## How to complete this task
Retype the records below exactly as they stand, omitting the pictures.

[Region pointing data]
= = = =
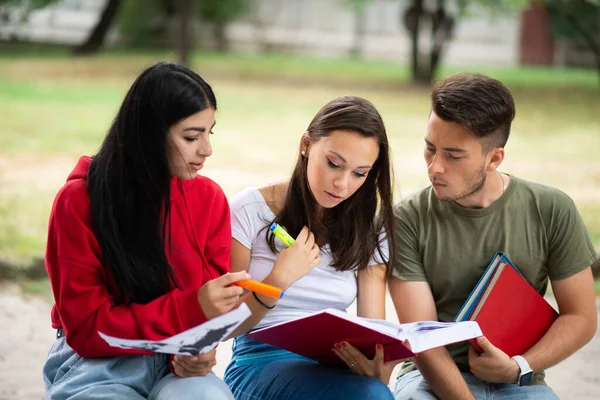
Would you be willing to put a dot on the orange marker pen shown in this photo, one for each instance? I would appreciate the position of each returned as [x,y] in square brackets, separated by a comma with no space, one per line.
[262,288]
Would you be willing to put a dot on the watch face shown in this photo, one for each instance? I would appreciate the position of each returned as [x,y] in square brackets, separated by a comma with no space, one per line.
[526,378]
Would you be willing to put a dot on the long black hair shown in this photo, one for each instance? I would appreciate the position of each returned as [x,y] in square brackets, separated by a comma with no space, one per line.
[129,180]
[353,227]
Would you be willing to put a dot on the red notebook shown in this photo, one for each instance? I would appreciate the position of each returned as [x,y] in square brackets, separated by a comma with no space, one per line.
[510,312]
[313,336]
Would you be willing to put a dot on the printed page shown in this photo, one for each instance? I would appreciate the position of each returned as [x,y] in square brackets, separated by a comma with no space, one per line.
[198,340]
[422,335]
[426,335]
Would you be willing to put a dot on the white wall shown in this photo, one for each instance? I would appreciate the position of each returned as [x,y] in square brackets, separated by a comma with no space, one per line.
= = = =
## Worked solution
Would you be willing to put a dot on the orange marker pen shown in this photo, one for each instance? I would appreciate the position of each returned as [x,y] in square brackets, separated by a comma with no space, one per line.
[262,288]
Would you be willing to put a dot on the watch face shown in this photo, one for each instance? I would appreciate the position of each returned as [x,y] in square brackets, separated by a comma with no space, one per line.
[526,378]
Would you be willing to put a dot on the long black hair shown in this photo, one for each instance? I would appreciate the position of each returned as [x,y] in square brackets, separated by a comma with no space, one per line.
[129,180]
[353,227]
Would you be willing to put a dot on the red notebook shown in this photo, one for each instance? I would appreciate the position of each returned as [x,y] in square brackets, separated by a comma with no space, one per line.
[510,312]
[313,336]
Would you be willing to put a dot on the printed page shown in this photo, one for each instance? I would appreciate the position of each returned as [x,y] in square brackets, separated by a comma with no space, one per line.
[198,340]
[422,335]
[426,335]
Would you be willing to put a dot on the white wall shown in this photo, one for each instance? I would appreciate the position of each returned as [x,y] in square brackets, separated by a comma with no space, one per line.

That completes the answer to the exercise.